Quote every one of the lines below word for word, changing nothing.

▸ **RAW DATA**:

------------------------------

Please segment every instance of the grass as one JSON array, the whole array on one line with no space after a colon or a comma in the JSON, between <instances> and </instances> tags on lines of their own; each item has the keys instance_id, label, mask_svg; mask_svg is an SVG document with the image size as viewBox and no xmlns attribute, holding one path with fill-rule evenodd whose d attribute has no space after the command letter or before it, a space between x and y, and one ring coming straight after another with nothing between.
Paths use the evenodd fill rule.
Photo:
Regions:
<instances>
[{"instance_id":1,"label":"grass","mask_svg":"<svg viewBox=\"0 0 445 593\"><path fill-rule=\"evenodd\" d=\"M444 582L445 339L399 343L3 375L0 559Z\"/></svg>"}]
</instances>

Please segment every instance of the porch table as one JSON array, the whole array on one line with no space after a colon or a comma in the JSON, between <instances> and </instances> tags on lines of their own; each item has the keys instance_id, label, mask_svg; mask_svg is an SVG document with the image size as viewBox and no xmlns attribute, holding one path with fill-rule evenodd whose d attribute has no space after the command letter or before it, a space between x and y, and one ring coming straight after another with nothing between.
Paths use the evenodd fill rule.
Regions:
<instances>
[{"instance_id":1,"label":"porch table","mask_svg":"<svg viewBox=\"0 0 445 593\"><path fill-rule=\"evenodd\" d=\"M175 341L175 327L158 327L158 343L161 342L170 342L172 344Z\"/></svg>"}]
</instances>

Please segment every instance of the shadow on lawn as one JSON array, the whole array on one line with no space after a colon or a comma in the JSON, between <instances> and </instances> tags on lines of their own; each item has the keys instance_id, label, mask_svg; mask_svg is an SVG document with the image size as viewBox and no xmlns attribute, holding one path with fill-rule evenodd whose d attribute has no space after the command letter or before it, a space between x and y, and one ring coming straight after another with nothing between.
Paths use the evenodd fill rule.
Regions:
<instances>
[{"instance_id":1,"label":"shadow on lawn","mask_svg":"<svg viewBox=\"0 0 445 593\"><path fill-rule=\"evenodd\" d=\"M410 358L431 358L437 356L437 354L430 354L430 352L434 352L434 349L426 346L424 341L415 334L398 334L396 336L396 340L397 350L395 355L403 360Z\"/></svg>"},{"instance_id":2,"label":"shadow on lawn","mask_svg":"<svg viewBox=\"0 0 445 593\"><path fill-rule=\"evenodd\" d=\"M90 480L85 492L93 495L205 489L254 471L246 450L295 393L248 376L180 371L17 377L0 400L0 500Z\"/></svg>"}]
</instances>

------------------------------

▸ **TASK SOLUTION**:
Please segment every instance of the grass as one JSON array, the whole array on one line with no space after a colon or a comma in the JSON, between <instances> and </instances> tags on lines of their own; each item has the keys instance_id, label, mask_svg; mask_svg is an SVG document with the image size as viewBox and no xmlns attribute, holding one path with fill-rule evenodd whose d attribute has no space after the command letter or before it, a space between x and y, and one ring coming straight after another with nothing between.
Paths use the evenodd fill rule.
Photo:
Regions:
<instances>
[{"instance_id":1,"label":"grass","mask_svg":"<svg viewBox=\"0 0 445 593\"><path fill-rule=\"evenodd\" d=\"M444 582L445 339L399 343L3 375L0 559Z\"/></svg>"}]
</instances>

Please segment every instance of the porch table as one JSON array, the whole array on one line with no space after a colon or a comma in the JSON, between <instances> and </instances> tags on lines of their own; each item has the keys instance_id, label, mask_svg; mask_svg is an SVG document with the image size as viewBox and no xmlns attribute, holding one path with fill-rule evenodd whose d attribute has no space after the command letter or before it, a space between x and y, and one ring coming straight after another with nothing between.
Paths use the evenodd fill rule.
Regions:
<instances>
[{"instance_id":1,"label":"porch table","mask_svg":"<svg viewBox=\"0 0 445 593\"><path fill-rule=\"evenodd\" d=\"M175 341L175 327L158 327L158 343L161 342L170 342L172 344Z\"/></svg>"}]
</instances>

Please segment every instance of the shadow on lawn as one JSON array, the whole array on one line with no space after a colon or a comma in the JSON, between <instances> and </instances> tags on lines of their own; each item has the keys instance_id, label, mask_svg; mask_svg is an SVG document with the image size as viewBox and no xmlns attribute, holding one path with fill-rule evenodd whose d attribute has no space after the command letter or before it, a space between x and y, and one ring coming straight after another with nothing between.
Paths use the evenodd fill rule.
Regions:
<instances>
[{"instance_id":1,"label":"shadow on lawn","mask_svg":"<svg viewBox=\"0 0 445 593\"><path fill-rule=\"evenodd\" d=\"M410 358L431 358L437 356L437 354L430 354L430 352L434 352L434 349L426 346L424 341L415 334L398 334L396 336L396 340L397 350L395 355L403 360Z\"/></svg>"},{"instance_id":2,"label":"shadow on lawn","mask_svg":"<svg viewBox=\"0 0 445 593\"><path fill-rule=\"evenodd\" d=\"M90 480L85 492L93 495L205 489L254 471L246 450L295 393L248 376L180 371L17 377L0 400L0 500Z\"/></svg>"}]
</instances>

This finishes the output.